## PROBLEM STATEMENT
Restate the data below word for word, and let no image into your version.

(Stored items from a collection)
──────

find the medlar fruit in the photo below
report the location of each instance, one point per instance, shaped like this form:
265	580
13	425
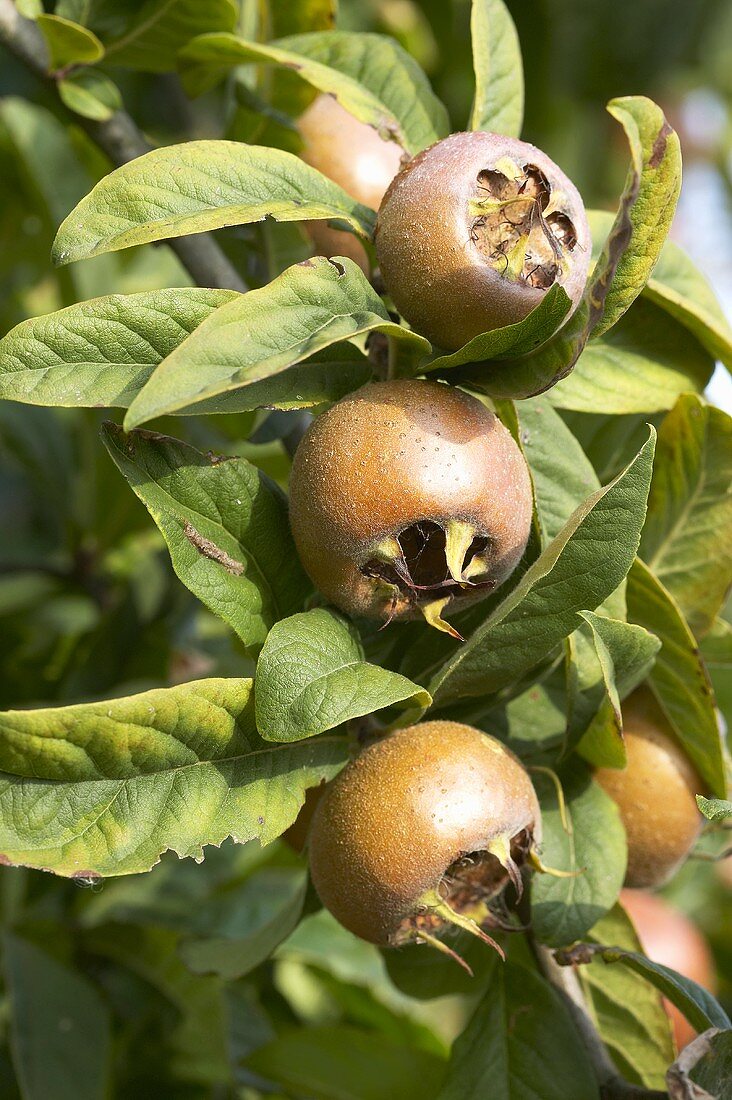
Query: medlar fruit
406	497
353	155
473	231
669	937
655	793
423	832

──────

## REPLY
find the medlar fruit in the photo below
report the location of each instance, one point per instance, shaped like this form:
265	580
13	425
Query: medlar fruit
406	497
353	155
473	231
669	937
655	793
423	832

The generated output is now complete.